Nothing but the data itself, reproduced exactly, is the expected answer.

= = =

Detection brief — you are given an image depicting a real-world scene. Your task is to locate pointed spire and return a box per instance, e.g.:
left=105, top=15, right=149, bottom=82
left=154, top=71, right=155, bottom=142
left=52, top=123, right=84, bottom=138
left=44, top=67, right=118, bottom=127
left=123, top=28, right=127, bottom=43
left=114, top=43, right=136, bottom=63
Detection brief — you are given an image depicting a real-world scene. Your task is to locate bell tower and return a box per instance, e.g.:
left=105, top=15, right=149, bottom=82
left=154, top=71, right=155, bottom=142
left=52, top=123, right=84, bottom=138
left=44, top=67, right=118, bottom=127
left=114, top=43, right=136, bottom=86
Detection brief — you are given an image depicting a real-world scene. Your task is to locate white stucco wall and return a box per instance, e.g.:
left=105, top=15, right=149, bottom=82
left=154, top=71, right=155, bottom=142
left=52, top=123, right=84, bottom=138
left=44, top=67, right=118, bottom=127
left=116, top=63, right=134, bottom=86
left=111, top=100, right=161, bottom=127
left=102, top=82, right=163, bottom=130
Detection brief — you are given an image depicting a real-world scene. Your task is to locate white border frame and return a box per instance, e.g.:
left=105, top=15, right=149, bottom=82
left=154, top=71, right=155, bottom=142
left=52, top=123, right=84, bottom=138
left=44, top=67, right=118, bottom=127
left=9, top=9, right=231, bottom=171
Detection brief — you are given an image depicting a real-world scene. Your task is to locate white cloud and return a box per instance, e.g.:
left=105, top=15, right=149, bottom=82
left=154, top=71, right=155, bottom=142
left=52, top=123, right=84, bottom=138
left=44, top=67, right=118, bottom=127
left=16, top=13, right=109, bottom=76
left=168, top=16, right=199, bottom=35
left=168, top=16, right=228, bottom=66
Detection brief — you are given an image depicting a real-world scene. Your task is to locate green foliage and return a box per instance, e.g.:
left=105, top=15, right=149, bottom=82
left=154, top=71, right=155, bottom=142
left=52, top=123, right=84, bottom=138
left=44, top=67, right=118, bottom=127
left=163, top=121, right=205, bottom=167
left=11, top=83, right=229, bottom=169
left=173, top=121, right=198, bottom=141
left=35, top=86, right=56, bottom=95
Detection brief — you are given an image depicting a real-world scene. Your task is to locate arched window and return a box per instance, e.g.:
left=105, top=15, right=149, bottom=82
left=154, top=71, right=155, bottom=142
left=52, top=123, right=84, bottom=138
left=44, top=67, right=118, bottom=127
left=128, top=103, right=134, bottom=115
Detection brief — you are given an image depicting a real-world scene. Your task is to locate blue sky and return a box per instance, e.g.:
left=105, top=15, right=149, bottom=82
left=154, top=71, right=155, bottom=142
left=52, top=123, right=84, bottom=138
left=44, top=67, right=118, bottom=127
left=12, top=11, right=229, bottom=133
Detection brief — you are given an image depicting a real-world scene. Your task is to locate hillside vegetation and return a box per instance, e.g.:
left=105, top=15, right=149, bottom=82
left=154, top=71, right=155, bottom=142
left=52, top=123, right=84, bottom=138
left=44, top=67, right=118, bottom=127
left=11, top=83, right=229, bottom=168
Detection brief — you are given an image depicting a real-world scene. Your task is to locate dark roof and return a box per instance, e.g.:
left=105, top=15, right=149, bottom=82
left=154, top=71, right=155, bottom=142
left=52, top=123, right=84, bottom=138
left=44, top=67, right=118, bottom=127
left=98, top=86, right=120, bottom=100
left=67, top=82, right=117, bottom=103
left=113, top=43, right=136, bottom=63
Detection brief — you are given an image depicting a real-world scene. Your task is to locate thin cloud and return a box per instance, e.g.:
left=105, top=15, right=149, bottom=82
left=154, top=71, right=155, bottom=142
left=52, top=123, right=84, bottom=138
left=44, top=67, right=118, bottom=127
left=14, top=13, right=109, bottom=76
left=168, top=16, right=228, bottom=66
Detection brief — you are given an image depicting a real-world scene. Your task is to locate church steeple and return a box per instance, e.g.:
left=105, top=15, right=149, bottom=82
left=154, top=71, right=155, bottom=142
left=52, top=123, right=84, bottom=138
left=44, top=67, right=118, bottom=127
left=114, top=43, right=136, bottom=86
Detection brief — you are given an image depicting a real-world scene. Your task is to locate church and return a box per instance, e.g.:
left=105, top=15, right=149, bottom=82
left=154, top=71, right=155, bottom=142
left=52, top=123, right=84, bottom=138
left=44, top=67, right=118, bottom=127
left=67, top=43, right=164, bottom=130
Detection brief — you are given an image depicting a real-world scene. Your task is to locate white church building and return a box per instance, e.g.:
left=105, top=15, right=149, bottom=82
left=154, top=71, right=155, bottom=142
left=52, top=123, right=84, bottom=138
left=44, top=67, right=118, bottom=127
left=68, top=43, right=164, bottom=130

= = =

The completed task:
Detection brief — you are given an image depicting a real-world scene. Your task is to locate pointed spire and return a box per instance, e.g.:
left=105, top=15, right=149, bottom=82
left=154, top=71, right=155, bottom=142
left=52, top=123, right=84, bottom=138
left=44, top=67, right=118, bottom=127
left=123, top=28, right=127, bottom=43
left=114, top=43, right=136, bottom=63
Detection brief — you are given an image depicting a real-world scene. Your task is to locate bell tower and return a box per instance, e.g.:
left=105, top=15, right=149, bottom=82
left=154, top=71, right=155, bottom=142
left=52, top=123, right=84, bottom=138
left=44, top=67, right=118, bottom=127
left=114, top=43, right=136, bottom=86
Detection brief — you are given an image depicting a real-world scene. Your task is to locate white stucco wall and return a box per instance, e.g.:
left=105, top=15, right=149, bottom=82
left=154, top=71, right=155, bottom=142
left=52, top=123, right=84, bottom=138
left=44, top=67, right=118, bottom=127
left=116, top=63, right=134, bottom=86
left=111, top=100, right=161, bottom=127
left=102, top=82, right=163, bottom=130
Detection brief — you are given an image depicting a real-world scene. Your task is to locate white border frame and return a box per instance, e.g.:
left=105, top=15, right=149, bottom=82
left=154, top=71, right=155, bottom=142
left=52, top=123, right=84, bottom=138
left=44, top=67, right=118, bottom=127
left=9, top=9, right=231, bottom=171
Detection brief — you are given an image depicting a real-world scene. Your task is to locate white cloud and return a box per instance, e.g.:
left=105, top=15, right=149, bottom=82
left=154, top=71, right=155, bottom=142
left=52, top=123, right=84, bottom=138
left=44, top=67, right=118, bottom=127
left=16, top=13, right=109, bottom=76
left=168, top=16, right=199, bottom=35
left=168, top=16, right=228, bottom=66
Detection brief — you are given an image depicting a real-world scene. Your task is to locate green foliage and return a box per instance, e.g.:
left=105, top=15, right=149, bottom=82
left=154, top=71, right=155, bottom=142
left=52, top=123, right=84, bottom=138
left=44, top=67, right=118, bottom=127
left=163, top=121, right=205, bottom=167
left=11, top=83, right=229, bottom=169
left=173, top=121, right=198, bottom=141
left=35, top=86, right=56, bottom=95
Detection brief — you are given an image depicting a real-world scene. Your task is to locate arched window and return a box per instance, e.g.:
left=105, top=15, right=149, bottom=82
left=154, top=71, right=155, bottom=142
left=52, top=123, right=84, bottom=138
left=44, top=67, right=118, bottom=127
left=128, top=103, right=134, bottom=115
Detection brief — you are given an image depicting a real-world scene. Your task is to locate blue sky and return a box per instance, e.g.:
left=105, top=15, right=149, bottom=82
left=154, top=71, right=155, bottom=142
left=52, top=123, right=84, bottom=138
left=44, top=67, right=118, bottom=127
left=12, top=11, right=229, bottom=133
Detection brief — you are given an image depicting a real-world scene. Your task is to locate hillside vegetation and return a box per instance, e.g.:
left=105, top=15, right=149, bottom=82
left=154, top=71, right=155, bottom=142
left=52, top=123, right=84, bottom=138
left=44, top=67, right=118, bottom=127
left=11, top=83, right=229, bottom=168
Detection brief — you are given an image depicting a real-world scene. Your task is to locate dark roof and return a box per instance, e.g.:
left=105, top=15, right=149, bottom=82
left=154, top=71, right=155, bottom=142
left=52, top=123, right=84, bottom=138
left=44, top=67, right=118, bottom=127
left=98, top=86, right=120, bottom=100
left=67, top=82, right=117, bottom=103
left=113, top=43, right=136, bottom=63
Detection brief — you are given an image depicting a real-world scene. Your task is to locate thin cloud and return a box per instance, e.g.:
left=105, top=15, right=149, bottom=82
left=154, top=71, right=155, bottom=142
left=52, top=123, right=84, bottom=138
left=44, top=67, right=118, bottom=127
left=14, top=13, right=109, bottom=76
left=168, top=16, right=228, bottom=66
Detection brief — you are given an image depicting a real-world scene. Your task is to locate church steeple and return a box per instance, e.g.:
left=105, top=15, right=149, bottom=82
left=154, top=71, right=155, bottom=142
left=52, top=123, right=84, bottom=138
left=44, top=67, right=118, bottom=127
left=114, top=43, right=136, bottom=86
Detection brief — you are given an image depicting a real-world scene. Your task is to locate church and return a box per instance, e.g.:
left=105, top=15, right=149, bottom=82
left=154, top=71, right=155, bottom=142
left=52, top=123, right=84, bottom=138
left=44, top=67, right=118, bottom=127
left=67, top=43, right=164, bottom=130
Detection brief — you are given an image depicting a real-world scene. Your task is to locate white church building and return a box per instance, e.g.:
left=105, top=15, right=149, bottom=82
left=154, top=71, right=155, bottom=142
left=52, top=123, right=84, bottom=138
left=44, top=67, right=118, bottom=127
left=68, top=43, right=164, bottom=130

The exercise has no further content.